11 de Março de 2021 às 00:01

Carmela Marcuzzo do Canto Cavalheiro

A pandemia da Covid-19 tem provocado um grande custo para a classe política, mesmo para Estados com alto Índice de Desenvolvimento Humano (IDH), como os Países Baixos, a Alemanha e o Reino Unido. Em Estados em que os chefes de governo sustentavam a aprovação de uma maioria significativa, a encruzilhada da logística da vacinação impõe um desafio pelo aumento das críticas de seus respectivos nacionais, principalmente por parte daqueles que ainda não receberam a vacina.

Em uma pesquisa conduzida pelo instituto dos Países Baixos, em neerlandês Rijksinstituut voor Volksgezondheid em Milieu (RIVM), ou seja, o Instituto Nacional de Saúde e Meio Ambiente, demonstra que os neerlandeses ainda seguem as normas emanadas no governo. O RIVM conduz ao longo da pandemia pesquisas periódicas para avaliar o comportamento da população. Quando o toque de recolher estava em vigência, mesmo que uma minoria estivesse de acordo, 94% dos neerlandeses aderiram a essa medida mais restritiva mesmo sem concordar inteiramente com a regra que durou duas semanas. Especialistas alegam que essa anuência em relação ao cerceamento de direitos em prol da coletividade em um período pandêmico carece de apoio e entendimento, porque a população não tem a percepção de que o vírus Sars-CoV-2 seja realmente uma ameaça.

A pesquisa do instituto neerlandês observa que a obediência às normas permanece estável com um pequeno aumento do número de adeptos. Os próprios direitos sociais, aqueles da coletividade, como saúde e educação são questionados, pois uma parcela acredita que as medidas não deveriam ser executadas de forma igualitária, mas dividida em conformidade com as especificidades de cada grupo da população. Segundo as pesquisas, a saúde física e mental também é questionada. O melhor entendimento e apoio com as regras estabelecidas pelo governo vem em sua maioria pela população com idade acima de 79 anos, isto é, o grupo vacinado.

Na Alemanha o início da vacinação tem sido amplamente criticado, pois a quantidade de vacinas estaria aquém do esperado, os sites para marcação de consultas médicas também estariam sobrecarregados. Não obstante a Alemanha tenha começado a vacinação com um percentual melhor do que dos Países Baixos, enquanto 4,4% da população alemã estava vacinada, na população neerlandesa o percentual era de 2,9%. Deve ser observado que a população alemã é de 83 milhões e a população neerlandesa é de 17 milhões. Na média, a Alemanha está um pouco acima dos índices da União Europeia (UE) e os Países Baixos um pouco abaixo.

Dados disponíveis:

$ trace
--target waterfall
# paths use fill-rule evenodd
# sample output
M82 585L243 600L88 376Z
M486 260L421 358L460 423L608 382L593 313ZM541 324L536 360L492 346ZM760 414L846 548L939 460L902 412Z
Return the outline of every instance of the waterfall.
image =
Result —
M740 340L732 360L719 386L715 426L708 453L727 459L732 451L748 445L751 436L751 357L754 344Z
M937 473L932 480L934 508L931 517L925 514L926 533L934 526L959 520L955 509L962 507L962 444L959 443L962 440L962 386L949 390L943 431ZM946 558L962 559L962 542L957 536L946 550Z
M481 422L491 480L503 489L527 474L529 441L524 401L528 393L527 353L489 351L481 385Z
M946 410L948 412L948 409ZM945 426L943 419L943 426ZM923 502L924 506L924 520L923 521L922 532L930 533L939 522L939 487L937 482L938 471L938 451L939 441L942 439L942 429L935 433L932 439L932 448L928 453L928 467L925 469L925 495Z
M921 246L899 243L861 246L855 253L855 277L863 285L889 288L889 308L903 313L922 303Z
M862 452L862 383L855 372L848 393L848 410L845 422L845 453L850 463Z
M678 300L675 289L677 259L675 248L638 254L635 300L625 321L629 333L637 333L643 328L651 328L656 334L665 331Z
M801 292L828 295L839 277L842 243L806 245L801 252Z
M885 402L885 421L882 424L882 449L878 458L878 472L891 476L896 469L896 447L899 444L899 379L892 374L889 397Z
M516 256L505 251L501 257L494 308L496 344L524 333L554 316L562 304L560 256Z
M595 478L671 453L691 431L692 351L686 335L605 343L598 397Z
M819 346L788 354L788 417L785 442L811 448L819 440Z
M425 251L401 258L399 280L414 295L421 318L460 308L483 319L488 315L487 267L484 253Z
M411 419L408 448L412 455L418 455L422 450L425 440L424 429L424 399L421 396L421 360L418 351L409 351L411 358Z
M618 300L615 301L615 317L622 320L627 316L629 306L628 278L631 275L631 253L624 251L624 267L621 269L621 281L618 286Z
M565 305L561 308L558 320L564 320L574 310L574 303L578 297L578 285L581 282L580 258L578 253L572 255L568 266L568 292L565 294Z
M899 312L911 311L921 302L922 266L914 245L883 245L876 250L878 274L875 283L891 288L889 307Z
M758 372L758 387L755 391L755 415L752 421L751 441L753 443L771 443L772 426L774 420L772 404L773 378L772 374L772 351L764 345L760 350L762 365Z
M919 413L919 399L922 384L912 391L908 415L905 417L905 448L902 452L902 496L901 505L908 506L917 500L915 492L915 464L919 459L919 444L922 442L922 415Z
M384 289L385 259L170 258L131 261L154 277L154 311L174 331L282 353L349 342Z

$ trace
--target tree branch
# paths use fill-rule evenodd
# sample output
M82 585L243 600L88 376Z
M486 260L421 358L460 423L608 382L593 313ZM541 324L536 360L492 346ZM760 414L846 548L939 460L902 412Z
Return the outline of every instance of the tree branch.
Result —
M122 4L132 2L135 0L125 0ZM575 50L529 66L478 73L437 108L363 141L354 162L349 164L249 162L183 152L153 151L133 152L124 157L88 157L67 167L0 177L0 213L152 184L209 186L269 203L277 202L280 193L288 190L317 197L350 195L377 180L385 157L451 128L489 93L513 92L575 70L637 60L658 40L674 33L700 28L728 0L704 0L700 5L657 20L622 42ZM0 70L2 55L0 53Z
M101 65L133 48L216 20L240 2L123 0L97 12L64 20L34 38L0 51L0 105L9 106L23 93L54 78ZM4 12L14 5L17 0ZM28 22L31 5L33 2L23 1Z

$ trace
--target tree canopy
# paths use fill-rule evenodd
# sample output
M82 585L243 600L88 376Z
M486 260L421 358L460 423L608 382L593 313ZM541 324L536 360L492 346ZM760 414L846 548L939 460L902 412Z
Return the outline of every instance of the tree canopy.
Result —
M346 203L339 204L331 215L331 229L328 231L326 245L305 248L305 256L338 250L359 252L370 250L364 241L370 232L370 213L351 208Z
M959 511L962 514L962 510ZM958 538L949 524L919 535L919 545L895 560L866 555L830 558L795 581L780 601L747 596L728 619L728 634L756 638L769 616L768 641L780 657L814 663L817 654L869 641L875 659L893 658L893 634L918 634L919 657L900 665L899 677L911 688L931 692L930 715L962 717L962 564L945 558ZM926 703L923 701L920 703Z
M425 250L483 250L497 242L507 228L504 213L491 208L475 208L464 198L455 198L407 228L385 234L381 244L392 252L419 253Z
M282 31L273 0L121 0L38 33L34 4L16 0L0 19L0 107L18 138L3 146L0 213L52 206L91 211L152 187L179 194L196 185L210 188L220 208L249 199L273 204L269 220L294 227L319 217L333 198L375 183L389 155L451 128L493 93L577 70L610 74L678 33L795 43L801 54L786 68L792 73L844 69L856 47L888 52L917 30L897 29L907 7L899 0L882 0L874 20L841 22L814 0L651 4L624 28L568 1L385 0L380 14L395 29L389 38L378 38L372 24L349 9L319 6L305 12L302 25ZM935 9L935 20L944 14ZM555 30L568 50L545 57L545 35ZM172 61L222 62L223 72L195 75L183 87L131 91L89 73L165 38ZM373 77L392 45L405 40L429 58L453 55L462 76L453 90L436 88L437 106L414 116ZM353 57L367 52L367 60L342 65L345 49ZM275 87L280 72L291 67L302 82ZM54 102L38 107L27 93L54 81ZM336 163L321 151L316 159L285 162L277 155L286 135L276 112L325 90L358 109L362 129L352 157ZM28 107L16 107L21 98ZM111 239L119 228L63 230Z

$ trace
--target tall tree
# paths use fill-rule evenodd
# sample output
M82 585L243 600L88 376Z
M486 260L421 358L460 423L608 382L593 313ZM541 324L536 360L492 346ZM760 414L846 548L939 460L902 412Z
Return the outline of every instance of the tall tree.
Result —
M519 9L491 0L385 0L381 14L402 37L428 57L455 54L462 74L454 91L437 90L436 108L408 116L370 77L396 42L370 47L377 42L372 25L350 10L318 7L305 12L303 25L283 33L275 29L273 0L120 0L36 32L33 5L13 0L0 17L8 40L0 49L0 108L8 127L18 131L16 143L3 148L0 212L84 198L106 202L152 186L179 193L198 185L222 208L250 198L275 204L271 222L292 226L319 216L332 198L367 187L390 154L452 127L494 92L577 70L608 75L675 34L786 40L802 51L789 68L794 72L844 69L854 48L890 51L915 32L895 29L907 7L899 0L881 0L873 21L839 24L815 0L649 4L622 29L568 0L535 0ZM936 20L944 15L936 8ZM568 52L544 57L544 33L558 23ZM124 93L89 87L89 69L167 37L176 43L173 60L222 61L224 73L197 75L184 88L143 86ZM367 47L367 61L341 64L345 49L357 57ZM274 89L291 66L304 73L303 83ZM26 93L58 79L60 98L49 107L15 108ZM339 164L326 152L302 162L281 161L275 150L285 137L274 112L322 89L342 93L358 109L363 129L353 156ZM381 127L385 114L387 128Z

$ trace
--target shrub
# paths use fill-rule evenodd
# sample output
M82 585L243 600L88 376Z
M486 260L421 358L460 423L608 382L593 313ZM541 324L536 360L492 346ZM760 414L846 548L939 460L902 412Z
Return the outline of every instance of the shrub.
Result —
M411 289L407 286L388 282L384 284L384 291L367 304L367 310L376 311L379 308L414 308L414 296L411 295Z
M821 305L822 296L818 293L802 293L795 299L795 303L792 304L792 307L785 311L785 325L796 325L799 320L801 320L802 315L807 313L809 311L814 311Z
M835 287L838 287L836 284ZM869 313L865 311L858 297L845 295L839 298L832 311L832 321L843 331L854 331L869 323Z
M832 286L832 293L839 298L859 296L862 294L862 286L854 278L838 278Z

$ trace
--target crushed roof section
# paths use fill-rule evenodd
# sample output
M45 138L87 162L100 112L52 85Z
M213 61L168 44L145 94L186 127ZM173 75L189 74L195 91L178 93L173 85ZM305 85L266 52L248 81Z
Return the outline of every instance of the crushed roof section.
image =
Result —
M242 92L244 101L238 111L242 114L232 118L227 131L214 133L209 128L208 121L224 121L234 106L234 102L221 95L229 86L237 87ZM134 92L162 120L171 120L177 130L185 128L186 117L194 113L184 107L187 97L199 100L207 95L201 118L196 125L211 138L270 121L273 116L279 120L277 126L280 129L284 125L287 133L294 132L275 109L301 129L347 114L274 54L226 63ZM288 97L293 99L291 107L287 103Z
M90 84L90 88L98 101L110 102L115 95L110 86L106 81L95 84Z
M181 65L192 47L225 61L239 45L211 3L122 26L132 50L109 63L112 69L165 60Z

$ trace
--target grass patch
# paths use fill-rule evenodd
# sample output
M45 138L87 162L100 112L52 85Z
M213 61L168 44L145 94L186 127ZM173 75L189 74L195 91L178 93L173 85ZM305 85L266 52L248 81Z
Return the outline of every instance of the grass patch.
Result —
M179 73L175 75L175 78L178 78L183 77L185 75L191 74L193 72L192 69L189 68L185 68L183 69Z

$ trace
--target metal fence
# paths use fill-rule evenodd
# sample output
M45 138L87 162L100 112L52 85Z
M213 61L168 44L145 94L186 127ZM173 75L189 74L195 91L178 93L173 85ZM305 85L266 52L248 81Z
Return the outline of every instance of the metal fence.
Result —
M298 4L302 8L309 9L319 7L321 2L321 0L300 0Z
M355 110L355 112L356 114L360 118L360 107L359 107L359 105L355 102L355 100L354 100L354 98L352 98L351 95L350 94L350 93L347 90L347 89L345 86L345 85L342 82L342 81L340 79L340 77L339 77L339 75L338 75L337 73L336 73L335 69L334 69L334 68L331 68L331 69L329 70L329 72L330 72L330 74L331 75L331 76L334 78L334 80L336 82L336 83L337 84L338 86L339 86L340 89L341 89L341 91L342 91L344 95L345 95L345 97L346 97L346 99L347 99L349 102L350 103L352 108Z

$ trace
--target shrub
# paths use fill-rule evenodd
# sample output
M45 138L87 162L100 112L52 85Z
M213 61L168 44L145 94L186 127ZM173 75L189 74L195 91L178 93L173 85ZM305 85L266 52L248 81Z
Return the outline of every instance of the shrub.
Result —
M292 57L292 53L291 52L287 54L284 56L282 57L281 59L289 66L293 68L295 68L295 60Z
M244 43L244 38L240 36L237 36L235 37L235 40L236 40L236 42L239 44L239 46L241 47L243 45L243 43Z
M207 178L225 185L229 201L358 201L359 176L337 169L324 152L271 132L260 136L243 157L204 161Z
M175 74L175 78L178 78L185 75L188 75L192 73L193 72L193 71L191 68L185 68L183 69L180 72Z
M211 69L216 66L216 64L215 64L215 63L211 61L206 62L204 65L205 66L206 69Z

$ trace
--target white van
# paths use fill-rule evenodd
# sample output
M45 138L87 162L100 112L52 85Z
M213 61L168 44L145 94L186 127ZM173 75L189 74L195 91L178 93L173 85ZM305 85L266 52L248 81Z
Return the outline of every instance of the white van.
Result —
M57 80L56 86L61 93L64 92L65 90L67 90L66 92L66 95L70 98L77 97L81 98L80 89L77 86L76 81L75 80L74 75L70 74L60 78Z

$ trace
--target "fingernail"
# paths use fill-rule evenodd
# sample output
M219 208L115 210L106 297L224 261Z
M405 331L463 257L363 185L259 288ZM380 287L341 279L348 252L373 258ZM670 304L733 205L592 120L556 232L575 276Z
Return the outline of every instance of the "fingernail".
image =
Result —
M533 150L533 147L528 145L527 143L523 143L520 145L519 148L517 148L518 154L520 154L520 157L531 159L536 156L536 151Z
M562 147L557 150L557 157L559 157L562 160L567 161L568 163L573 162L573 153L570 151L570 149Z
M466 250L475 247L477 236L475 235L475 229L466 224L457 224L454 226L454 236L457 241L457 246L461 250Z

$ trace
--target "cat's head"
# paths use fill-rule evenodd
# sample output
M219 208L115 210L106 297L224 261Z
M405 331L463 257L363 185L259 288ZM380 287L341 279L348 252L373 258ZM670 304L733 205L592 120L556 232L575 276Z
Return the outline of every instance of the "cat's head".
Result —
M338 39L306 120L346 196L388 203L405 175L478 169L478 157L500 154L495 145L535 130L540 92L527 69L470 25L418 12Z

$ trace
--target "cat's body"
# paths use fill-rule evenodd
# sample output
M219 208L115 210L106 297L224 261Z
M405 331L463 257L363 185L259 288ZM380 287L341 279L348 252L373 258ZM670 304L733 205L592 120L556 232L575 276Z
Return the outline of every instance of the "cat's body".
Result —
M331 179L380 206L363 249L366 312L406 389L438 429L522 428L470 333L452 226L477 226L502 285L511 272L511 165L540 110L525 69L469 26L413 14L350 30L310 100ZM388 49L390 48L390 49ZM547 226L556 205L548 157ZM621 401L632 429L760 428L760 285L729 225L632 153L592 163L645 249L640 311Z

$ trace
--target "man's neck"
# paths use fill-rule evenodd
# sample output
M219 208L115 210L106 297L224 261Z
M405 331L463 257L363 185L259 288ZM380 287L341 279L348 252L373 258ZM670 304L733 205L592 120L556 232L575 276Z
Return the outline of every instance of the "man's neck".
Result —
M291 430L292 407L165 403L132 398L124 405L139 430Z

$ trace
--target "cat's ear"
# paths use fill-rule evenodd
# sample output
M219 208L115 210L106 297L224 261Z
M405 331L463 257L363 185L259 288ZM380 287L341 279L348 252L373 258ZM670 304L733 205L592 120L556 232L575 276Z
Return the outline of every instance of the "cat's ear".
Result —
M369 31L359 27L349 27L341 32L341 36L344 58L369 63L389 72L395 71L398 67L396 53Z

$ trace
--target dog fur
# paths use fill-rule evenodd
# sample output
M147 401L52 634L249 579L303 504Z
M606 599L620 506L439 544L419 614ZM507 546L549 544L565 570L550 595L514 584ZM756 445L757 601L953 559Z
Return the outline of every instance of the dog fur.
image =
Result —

Tarefa: Continue o trecho sobre a vacinação contra a Covid-19 nos Países Baixos e na Alemanha a partir da última frase apresentada.

Resposta do exercício:
No entanto, o fato do Reino Unido apresentar os melhores índices de vacinação, pois 20% já estavam vacinados nesse início, além de possuir uma relevante produção é motivo de atenção por parte dos países da UE, especialmente após o Brexit, a saída do Reino Unido do bloco oficialmente em janeiro de 2020. A formalidade ocorreu depois de um plebiscito realizado em junho de 2016, em que 51,9% dos britânicos escolheram pela saída do bloco.

A lenta campanha de vacinação na Alemanha é atribuída à escassez de vacinas, a presidente da Comissão Europeia (órgão Executivo do bloco), Ursula von der Leyen admite complexidades na distribuição da vacina intrabloco.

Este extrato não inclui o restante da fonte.